— BEGIN Supplied data —

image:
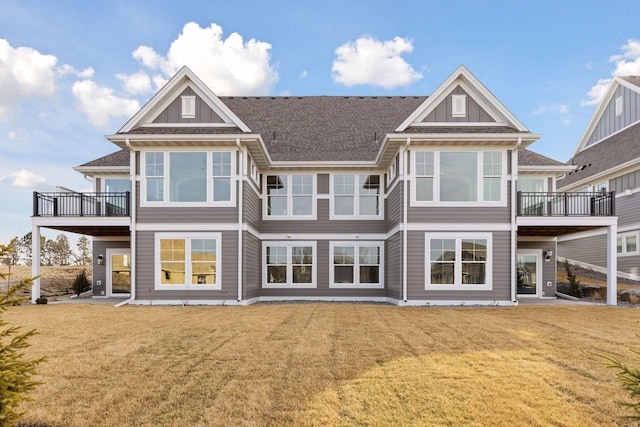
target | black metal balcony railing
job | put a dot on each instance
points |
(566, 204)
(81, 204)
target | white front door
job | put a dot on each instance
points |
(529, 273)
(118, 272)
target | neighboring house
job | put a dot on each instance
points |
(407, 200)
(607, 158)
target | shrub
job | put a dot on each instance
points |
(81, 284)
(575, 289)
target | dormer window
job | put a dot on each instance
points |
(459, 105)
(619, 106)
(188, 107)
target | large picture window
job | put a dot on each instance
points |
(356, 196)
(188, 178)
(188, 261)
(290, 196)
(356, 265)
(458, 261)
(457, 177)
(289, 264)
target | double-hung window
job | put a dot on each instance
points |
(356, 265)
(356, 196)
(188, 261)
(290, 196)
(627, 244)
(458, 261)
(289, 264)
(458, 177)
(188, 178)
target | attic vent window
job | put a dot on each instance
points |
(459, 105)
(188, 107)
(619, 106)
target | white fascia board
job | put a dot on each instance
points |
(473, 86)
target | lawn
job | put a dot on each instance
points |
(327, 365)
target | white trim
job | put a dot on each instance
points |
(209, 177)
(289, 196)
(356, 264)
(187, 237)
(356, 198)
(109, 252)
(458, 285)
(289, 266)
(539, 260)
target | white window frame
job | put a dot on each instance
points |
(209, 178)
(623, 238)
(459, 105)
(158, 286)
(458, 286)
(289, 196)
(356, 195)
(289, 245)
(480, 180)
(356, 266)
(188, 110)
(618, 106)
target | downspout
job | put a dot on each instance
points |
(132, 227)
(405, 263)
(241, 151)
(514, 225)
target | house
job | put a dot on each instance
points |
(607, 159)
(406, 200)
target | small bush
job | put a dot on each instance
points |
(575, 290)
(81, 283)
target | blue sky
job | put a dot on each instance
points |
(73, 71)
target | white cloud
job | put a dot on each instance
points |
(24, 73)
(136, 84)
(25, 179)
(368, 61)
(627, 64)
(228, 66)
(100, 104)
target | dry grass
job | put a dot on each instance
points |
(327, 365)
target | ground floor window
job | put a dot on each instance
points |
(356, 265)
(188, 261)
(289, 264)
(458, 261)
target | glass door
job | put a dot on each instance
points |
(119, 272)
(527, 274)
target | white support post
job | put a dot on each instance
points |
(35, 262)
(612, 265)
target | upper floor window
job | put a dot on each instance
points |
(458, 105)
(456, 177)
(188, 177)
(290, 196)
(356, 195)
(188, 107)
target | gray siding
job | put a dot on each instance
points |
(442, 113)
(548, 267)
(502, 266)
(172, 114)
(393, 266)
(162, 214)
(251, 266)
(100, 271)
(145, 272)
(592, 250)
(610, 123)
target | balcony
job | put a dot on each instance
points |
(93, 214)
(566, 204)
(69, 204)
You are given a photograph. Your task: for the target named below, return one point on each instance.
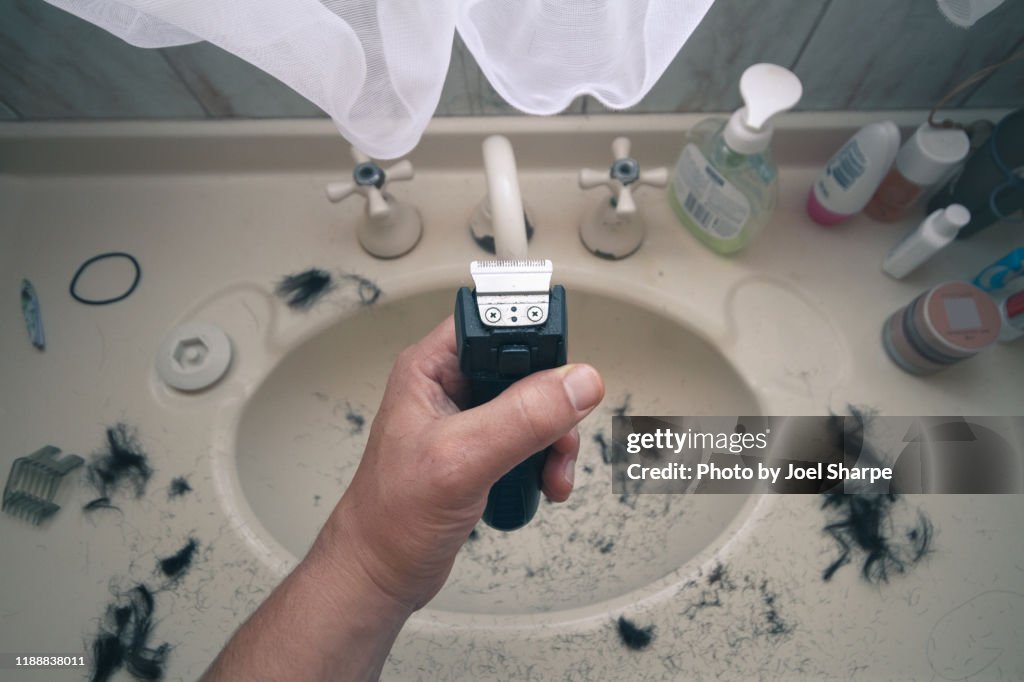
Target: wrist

— END Supplied data —

• _Set exercise_:
Copy all of the data above word for word, but leave the pictures out.

• _Reply to the exercise_:
image:
target | black metal balcony railing
job | put a dot on each instance
points |
(566, 204)
(81, 204)
target | white front door
job | put a dot on each instance
points |
(529, 273)
(118, 272)
target | neighboring house
job | put a dot on each instance
points |
(407, 200)
(607, 158)
target | shrub
job | put a dot on each instance
points |
(81, 284)
(575, 289)
target | dormer window
job | put a dot on each instance
points |
(459, 105)
(619, 106)
(188, 107)
target | large picture window
job | put a dot on each instance
points |
(356, 196)
(188, 178)
(188, 261)
(290, 196)
(356, 265)
(458, 261)
(457, 177)
(289, 264)
target | double-hung window
job | put a dot on each instance
points |
(356, 265)
(356, 196)
(188, 261)
(290, 196)
(627, 244)
(458, 261)
(289, 264)
(458, 177)
(188, 178)
target | attic vent window
job | put a dot on each instance
points |
(459, 105)
(188, 107)
(619, 106)
target | white fascia board
job | put a dot on each instance
points |
(473, 86)
target | lawn
job | put a dot on each instance
points |
(327, 365)
target | white trim
job | put a dot on each instance
points |
(209, 177)
(289, 196)
(356, 264)
(187, 237)
(356, 198)
(109, 252)
(458, 285)
(289, 266)
(539, 260)
target | white window frame
job | put a dot on each instance
points |
(209, 178)
(623, 238)
(459, 105)
(158, 286)
(458, 286)
(289, 196)
(356, 195)
(289, 245)
(480, 180)
(356, 266)
(188, 110)
(618, 106)
target | downspout
job | put a dot on each instance
points |
(132, 227)
(405, 263)
(241, 151)
(514, 225)
target | house
job | put a dot on each instance
points |
(607, 159)
(406, 200)
target | small bush
job | put a dot on each instance
points |
(575, 290)
(81, 283)
target | blue sky
job | put a dot on each instance
points |
(73, 71)
target | white cloud
job | put a dot on each instance
points |
(24, 73)
(136, 84)
(25, 179)
(368, 61)
(627, 64)
(228, 66)
(100, 104)
target | dry grass
job | put a dot on each instance
points |
(327, 365)
target | ground floor window
job | put a dot on each instance
points |
(356, 265)
(188, 261)
(289, 264)
(458, 261)
target | glass door
job | put a dot on each instance
points |
(119, 272)
(527, 274)
target | white support post
job | put a dot on each instance
points |
(35, 262)
(612, 265)
target | upper floor window
job | put a dot on each instance
points |
(458, 105)
(456, 177)
(188, 177)
(290, 196)
(356, 195)
(188, 107)
target | gray siding
job | put a dot on each instance
points |
(442, 113)
(548, 267)
(502, 266)
(172, 114)
(393, 266)
(162, 214)
(251, 266)
(100, 271)
(145, 272)
(592, 250)
(610, 123)
target | balcony
job | put a dot on each instance
points |
(93, 214)
(566, 204)
(69, 204)
You are given a photograph. Your task: for the target named below, return one point on each instance.
Target: wrist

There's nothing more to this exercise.